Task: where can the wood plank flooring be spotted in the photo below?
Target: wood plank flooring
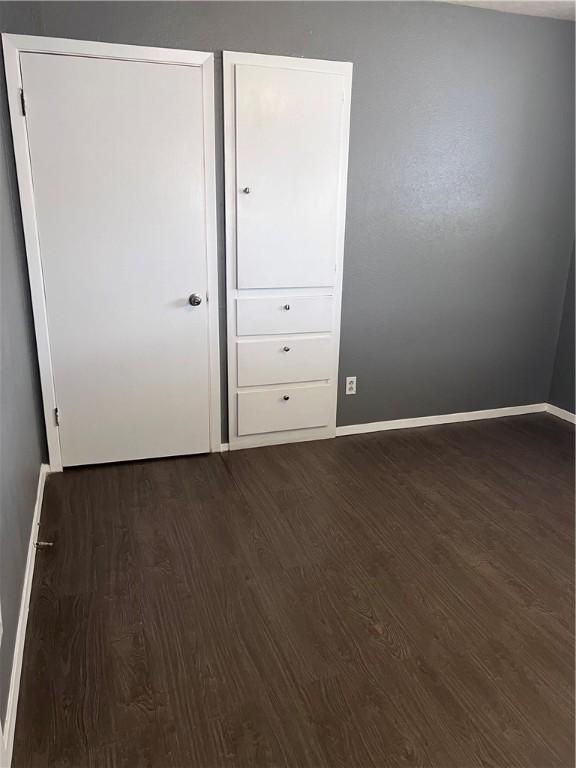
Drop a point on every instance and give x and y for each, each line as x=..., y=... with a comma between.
x=396, y=599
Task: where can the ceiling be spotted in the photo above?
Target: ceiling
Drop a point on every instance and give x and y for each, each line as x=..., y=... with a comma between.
x=555, y=9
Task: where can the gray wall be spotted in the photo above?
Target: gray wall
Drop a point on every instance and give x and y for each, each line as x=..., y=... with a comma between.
x=562, y=385
x=460, y=204
x=460, y=209
x=21, y=423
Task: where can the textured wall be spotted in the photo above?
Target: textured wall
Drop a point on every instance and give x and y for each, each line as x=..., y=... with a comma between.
x=563, y=383
x=460, y=202
x=21, y=423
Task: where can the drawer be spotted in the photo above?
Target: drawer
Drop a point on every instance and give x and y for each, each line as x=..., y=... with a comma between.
x=283, y=360
x=269, y=411
x=303, y=314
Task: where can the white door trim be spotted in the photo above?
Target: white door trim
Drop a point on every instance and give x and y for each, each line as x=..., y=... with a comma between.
x=13, y=46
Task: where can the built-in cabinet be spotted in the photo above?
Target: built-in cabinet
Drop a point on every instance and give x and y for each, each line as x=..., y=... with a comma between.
x=286, y=142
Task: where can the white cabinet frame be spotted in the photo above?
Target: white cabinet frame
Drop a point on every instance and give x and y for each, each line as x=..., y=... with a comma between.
x=13, y=46
x=230, y=60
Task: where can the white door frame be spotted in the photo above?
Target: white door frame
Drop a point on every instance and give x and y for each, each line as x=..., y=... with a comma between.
x=13, y=46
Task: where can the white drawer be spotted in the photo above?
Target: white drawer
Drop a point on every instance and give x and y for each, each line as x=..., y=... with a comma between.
x=276, y=410
x=283, y=360
x=303, y=314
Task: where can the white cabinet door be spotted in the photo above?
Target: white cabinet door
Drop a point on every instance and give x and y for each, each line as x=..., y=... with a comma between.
x=289, y=135
x=117, y=157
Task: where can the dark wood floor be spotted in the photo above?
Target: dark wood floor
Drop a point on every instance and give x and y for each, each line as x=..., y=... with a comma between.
x=396, y=599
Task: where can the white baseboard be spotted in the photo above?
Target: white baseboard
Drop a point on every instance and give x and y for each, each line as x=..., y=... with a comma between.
x=7, y=733
x=561, y=413
x=447, y=418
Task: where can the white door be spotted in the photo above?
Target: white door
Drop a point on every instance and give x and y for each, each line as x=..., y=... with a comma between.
x=291, y=125
x=116, y=151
-=-=-
### Required work
Starting at the line above that holds "Target: wood plank flooring", repeat every line exactly down to and including the line that holds "Task: where can the white door trim", then stop. Do not carry over any pictures.

### Response to the exercise
Target: wood plank flooring
Drop a point on every instance and give x and y for each, each line as x=..., y=... with a comma between.
x=396, y=599
Task: where can the ceiling be spotted in the photo above?
Target: ceiling
Drop a point on every instance and give x and y for each, each line as x=..., y=... with a comma between.
x=555, y=9
Task: where can the gray wall be spotted in the photo above?
Target: gray wall
Drop a point on every instance and give x and y for each, each line as x=..., y=... with a comma between.
x=562, y=385
x=460, y=204
x=460, y=209
x=21, y=423
Task: where can the textured wall be spotted in the photo above?
Target: textured wall
Drop a point on every instance and give x and y for each, each line as x=..., y=... with a comma between.
x=563, y=383
x=460, y=202
x=21, y=423
Task: where can the drawer be spotted in the photo above?
Target: drawer
Drop a point on every instance and give x and y for each, each line as x=..., y=... with a comma between.
x=283, y=360
x=269, y=411
x=303, y=314
Task: where can the white door trim be spotted in the photo above?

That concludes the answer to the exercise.